**DIRECTION:** Swap "Drop a point there" for "Place a marker there" everywhere in the listing below and give the lines back unchanged otherwise, without the pictures.

**DATA SHOWN:**
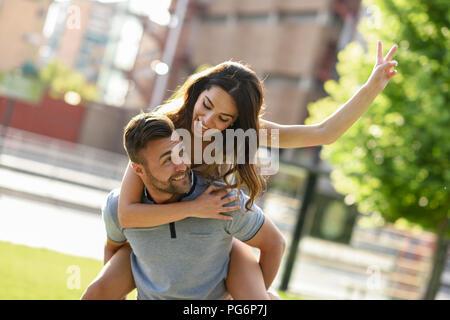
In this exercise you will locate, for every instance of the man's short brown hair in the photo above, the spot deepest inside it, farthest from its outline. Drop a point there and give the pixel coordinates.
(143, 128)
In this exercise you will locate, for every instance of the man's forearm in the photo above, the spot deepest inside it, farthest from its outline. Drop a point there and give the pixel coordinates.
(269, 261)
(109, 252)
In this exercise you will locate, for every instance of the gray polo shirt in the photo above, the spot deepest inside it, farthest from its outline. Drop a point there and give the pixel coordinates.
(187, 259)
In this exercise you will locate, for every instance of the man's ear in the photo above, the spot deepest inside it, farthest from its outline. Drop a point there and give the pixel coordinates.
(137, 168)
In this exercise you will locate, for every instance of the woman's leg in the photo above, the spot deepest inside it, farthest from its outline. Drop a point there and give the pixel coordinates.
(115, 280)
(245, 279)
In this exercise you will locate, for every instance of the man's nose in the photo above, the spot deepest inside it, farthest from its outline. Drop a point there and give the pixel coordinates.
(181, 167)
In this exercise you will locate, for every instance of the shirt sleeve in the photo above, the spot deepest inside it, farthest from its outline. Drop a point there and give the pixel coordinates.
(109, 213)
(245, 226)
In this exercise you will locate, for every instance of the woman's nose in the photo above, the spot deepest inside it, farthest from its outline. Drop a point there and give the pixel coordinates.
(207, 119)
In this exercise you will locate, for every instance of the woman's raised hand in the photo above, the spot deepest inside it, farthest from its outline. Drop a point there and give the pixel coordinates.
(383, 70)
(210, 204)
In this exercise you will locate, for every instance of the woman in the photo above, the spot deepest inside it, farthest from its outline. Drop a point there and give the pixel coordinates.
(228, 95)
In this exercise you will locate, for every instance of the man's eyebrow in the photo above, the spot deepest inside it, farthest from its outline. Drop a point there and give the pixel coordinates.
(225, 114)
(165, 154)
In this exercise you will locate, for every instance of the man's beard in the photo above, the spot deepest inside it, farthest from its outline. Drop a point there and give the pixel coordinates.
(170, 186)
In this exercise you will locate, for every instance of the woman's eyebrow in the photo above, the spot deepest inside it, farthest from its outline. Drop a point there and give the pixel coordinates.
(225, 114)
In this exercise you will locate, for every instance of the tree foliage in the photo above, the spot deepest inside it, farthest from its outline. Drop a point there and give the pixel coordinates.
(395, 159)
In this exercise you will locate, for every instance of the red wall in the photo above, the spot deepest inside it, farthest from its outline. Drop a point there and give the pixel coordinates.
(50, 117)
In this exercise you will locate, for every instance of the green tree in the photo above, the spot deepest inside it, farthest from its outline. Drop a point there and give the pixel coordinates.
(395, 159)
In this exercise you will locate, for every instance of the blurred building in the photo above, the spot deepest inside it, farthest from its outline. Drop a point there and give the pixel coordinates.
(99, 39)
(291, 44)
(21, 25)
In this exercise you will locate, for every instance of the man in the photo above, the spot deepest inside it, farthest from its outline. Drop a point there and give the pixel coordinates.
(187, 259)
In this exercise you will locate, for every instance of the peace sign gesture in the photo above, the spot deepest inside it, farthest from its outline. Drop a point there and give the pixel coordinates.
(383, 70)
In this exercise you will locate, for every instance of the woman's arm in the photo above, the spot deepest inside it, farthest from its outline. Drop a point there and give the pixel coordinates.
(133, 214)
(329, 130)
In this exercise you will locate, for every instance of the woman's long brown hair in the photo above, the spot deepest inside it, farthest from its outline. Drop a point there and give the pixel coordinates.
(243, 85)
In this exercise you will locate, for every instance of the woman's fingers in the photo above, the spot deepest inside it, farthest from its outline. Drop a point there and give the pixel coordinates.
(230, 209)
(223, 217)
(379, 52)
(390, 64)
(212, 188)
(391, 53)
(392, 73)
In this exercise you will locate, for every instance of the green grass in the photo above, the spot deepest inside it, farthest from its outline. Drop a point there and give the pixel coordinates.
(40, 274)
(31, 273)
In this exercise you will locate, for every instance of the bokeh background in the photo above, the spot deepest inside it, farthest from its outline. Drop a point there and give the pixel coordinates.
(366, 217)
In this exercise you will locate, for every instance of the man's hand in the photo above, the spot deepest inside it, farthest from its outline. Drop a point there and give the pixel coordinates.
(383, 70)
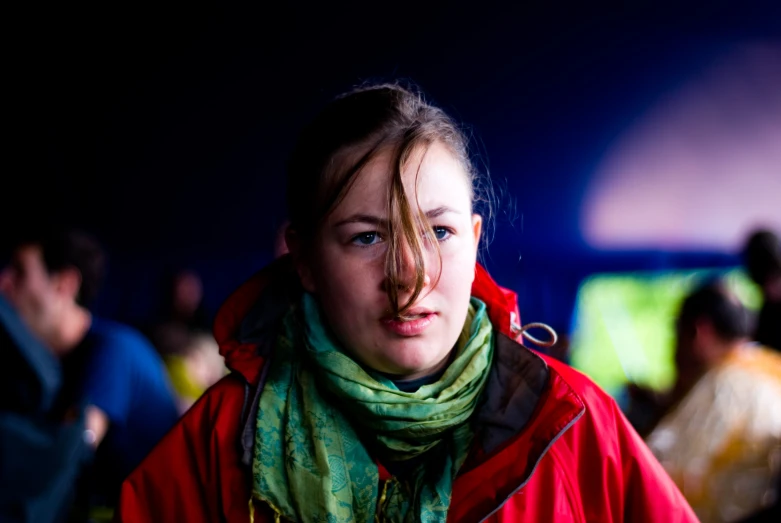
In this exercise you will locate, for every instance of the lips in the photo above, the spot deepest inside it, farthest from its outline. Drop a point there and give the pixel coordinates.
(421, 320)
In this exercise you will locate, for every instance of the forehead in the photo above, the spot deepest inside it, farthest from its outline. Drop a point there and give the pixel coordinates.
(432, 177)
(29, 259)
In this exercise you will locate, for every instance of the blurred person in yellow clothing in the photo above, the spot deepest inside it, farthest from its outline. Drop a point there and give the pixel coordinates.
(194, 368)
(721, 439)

**THE RESULT:**
In this exercise you will locate, for every instance of the man's short brown hair in the photo above, the spot deepest inside it, farthest from its outline. Place a marker there and give the pixel coordinates.
(143, 128)
In this exercise you will locate, for every instance of the man's forearm in the photo above, the spot deepest inside it, farthest from its outline. Place a marker there and give the pixel coordinates.
(269, 261)
(109, 252)
In this exercise you will locate, for every instance of the gray polo shirt in the photo above, the spot deepest inside it, farthest from its outline. Place a marker there and give the pixel coordinates.
(187, 259)
In this exercise you will locate, for every instance of the man's ear in the photo above, the spot deepest inside it, farthest from its outline. Place a marker there and give the pixel coordinates.
(137, 168)
In this exercise you will locate, for every instance of the woman's leg in the photo above, the spot deepest inside it, farthest from its outline. Place a marker there and give the pixel coordinates.
(115, 280)
(245, 279)
In this exercise you will locate, for every instance of the man's nose in the photo above, the spot deepest inside it, farthest from its outline. Place a marker there and give the pixel coordinates.
(181, 167)
In this exercise you will locate, for every instance of the shirt sleeve in the photo above, the spot deepest inside it, farthest from its outline. Place a marker there and give the pixel coordinates.
(109, 213)
(245, 226)
In this exercise you will locate, for every instance of the woman's nose in the photo above, the spot deepest inside it, farthest from its outline. Place a marker there and give the pixel coordinates.
(207, 119)
In this exercise you will locate, for every instance of the woman's raised hand in the photo above, the spot deepest inside it, farthest from its outline. Place a marker there and give the pixel coordinates.
(383, 70)
(210, 204)
In this exercise you will locate, for every instance of the woman in the photo above, the spot deepest inside it, farthest from its outline. Place a marker there and give the pixel coordinates.
(228, 95)
In this exercise you will locate, for every instance of the man's eyebrow in the photo above, the spot deepest inside it, farthest from its outline. Place a marker there and give the pixel coordinates.
(225, 114)
(165, 154)
In this exercise you will locate, for every instance of the man's beard in the photo above, the spot deepest inside it, farthest from its outline. Place a marker there and give the pixel coordinates.
(170, 186)
In this exercise you will locate, for every instance of the woman's eyebrow in the photo above, the spot deepest inside it, farthest from its outline. Place a marker there and give the pixel coordinates.
(225, 114)
In this exercise you will locate, for every instance of the tree foliage in the photo above, the spot deepest inside it, farthest from its outline. Place a marker there and give the pixel coordinates.
(395, 159)
In this exercise you will locate, for every instance of the red wall in the photo above, the spot deepest inside it, farthest from its outline. Place a marker there and give the pixel coordinates.
(50, 117)
In this exercise you will locate, for every instance of the green tree in the photo above, the spot deepest inside it, farthest from its outline. Place a marker there and give the pixel coordinates.
(395, 159)
In this exercise you will locate, for every instance of the blurred building in the photo above, the spot deepest inside it, farthest from its outline. Place a marker there and give the pixel coordinates.
(99, 39)
(291, 44)
(21, 25)
In this exercise you will locate, for every instance of the man in the photo above, the spot deepest inside it, farthest from its outline. Place a marker there and give the pixel coordinates.
(187, 259)
In this exercise you will locate, for every instance of the peace sign gesture in the photo above, the spot deepest inside it, farthest from its outline. Place a marker there and give the pixel coordinates.
(383, 70)
In this exercise you will locate, for every instance of the woman's arm in the photo above, the spot deepest inside it, farthest from its outline. Place a marker there and give the pixel coordinates.
(133, 214)
(329, 130)
In this exercise you will locate, for every instance of the woman's long brown hair in the photo above, the spot deepest inside it, farthest from its outline. Place a marker there and give the pixel coordinates.
(243, 85)
In this exercise you will locate, for every instance of the woman's fingers in the photo above, the spot deepest inside it, farthest from its outline. Place a marker there and give the pixel coordinates.
(230, 209)
(223, 217)
(379, 52)
(390, 64)
(212, 188)
(391, 53)
(392, 73)
In this exercise you will locate, for every instance of the green grass in the photo above, the spot deepest inside it, farthest from its outline. Place a marker there and give the pixel coordinates.
(40, 274)
(31, 273)
In this exercise you will locate, for every instance of the bokeh background in the photo above, the spot deepest inside it, farthest from its outline. Place a marker there and give the pixel coordinates.
(366, 217)
In this exercise you will locate, for every instance of the man's hand in the photo above, the spot deepest inside it, farthest from its outline. Place a marker there and give the pixel coordinates.
(383, 70)
In this exercise you will locate, for every instance of the lips in the photo above, the spot deepest inside it, farthest from its outline. Place a marker there and give the pixel coordinates.
(421, 320)
In this exercise you will locate, for every instance of the forehead in the photo above, the spot deepest inside it, farthest from its outline. Place a marker there and give the pixel coordinates.
(432, 177)
(29, 259)
In this exercise you will locate, for every instance of the blurred person in yellow clothing in the photo above, the spot deepest inside it, farthest from its outline. Place a marker there and give the pixel coordinates.
(194, 368)
(721, 439)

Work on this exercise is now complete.